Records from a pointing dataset
——
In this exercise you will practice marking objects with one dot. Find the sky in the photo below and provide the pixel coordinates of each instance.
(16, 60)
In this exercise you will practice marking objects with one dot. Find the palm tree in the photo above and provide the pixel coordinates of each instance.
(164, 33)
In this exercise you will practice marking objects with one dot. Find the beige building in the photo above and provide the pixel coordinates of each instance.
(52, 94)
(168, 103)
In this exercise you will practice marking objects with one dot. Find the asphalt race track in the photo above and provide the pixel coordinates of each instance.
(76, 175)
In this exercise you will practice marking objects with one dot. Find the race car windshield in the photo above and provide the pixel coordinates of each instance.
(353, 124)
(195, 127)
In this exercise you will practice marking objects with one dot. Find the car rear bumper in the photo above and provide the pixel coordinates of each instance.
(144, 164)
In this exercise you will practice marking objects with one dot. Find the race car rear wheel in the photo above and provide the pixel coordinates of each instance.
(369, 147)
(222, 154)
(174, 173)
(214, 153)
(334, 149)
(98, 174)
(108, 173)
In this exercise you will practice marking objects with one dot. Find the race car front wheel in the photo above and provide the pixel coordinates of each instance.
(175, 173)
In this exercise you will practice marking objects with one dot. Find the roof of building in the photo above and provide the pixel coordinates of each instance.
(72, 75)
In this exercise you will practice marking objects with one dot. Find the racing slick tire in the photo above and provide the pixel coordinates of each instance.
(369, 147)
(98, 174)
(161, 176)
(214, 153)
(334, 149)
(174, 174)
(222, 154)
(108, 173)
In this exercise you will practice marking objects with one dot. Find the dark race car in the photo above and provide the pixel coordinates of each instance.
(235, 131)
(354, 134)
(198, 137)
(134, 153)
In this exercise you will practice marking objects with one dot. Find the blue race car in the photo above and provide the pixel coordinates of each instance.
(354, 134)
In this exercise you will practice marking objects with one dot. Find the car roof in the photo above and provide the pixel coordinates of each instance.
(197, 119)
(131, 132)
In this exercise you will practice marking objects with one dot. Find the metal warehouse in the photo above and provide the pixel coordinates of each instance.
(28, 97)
——
Please retype all of the material above word for word, keeping every line.

WORKED ANSWER:
In this exercise you will practice marking objects with one dot. Find the sky in the photo below and provide the pixel coordinates of each instance.
(16, 60)
In this exercise you will practice marking objects with one dot. Find the palm tree in the photo above and provide the pixel coordinates of each instance.
(164, 33)
In this exercise you will practice marking objects with one dot. Find the beige building in the photo above and provide the pixel coordinates of each instance.
(52, 94)
(168, 103)
In this exercise you will practice marking objects with one dot. Find the asphalt race track in the photo above and provide the pixel coordinates of each instance.
(76, 175)
In this exercise you will practice marking objects with one dot. Find the race car windshield in the photo above and provide the pixel coordinates of each instance.
(353, 124)
(195, 127)
In this exercise you will practice marking objects with one dot. Find the car rear bumper in the photo above and provide the pixel coordinates of each instance.
(144, 164)
In this exercise you will practice marking objects with one dot. Find the race car rear wheel in the photo above and provide the pixel coordinates of each instance.
(369, 147)
(222, 154)
(174, 173)
(214, 153)
(334, 149)
(98, 174)
(108, 173)
In this exercise you will practice marking objects with one dot. Find the race car front wheel in the photo above and provide the pixel coordinates of each instance.
(175, 173)
In this exercise you will practice marking objects with one dot. Find the roof of building in the photo above and provide the pixel coordinates of each instance.
(72, 75)
In this exercise you will practice marking objects with one dot. Find the racing slick tire in the photo above and provide the pixel coordinates of each instance.
(369, 147)
(98, 174)
(161, 176)
(214, 153)
(334, 149)
(174, 174)
(222, 154)
(108, 173)
In this exercise you will practice marking objects with one dot. Find the dark race car in the photo above and provide the pixel coordinates of each instance.
(235, 131)
(354, 134)
(198, 137)
(134, 153)
In this exercise you will practice marking objects with one dot. Find the blue race car in the photo above and provide the pixel coordinates of each instance.
(354, 134)
In this exercise you will practice marking objects with one dot. Find the car roof in the photo above and provide the pixel coordinates of each instance.
(197, 119)
(131, 132)
In this exercise you will practice marking objects with one dot. Find the metal warehouse in the photo above and provide the pixel coordinates of each instance.
(28, 97)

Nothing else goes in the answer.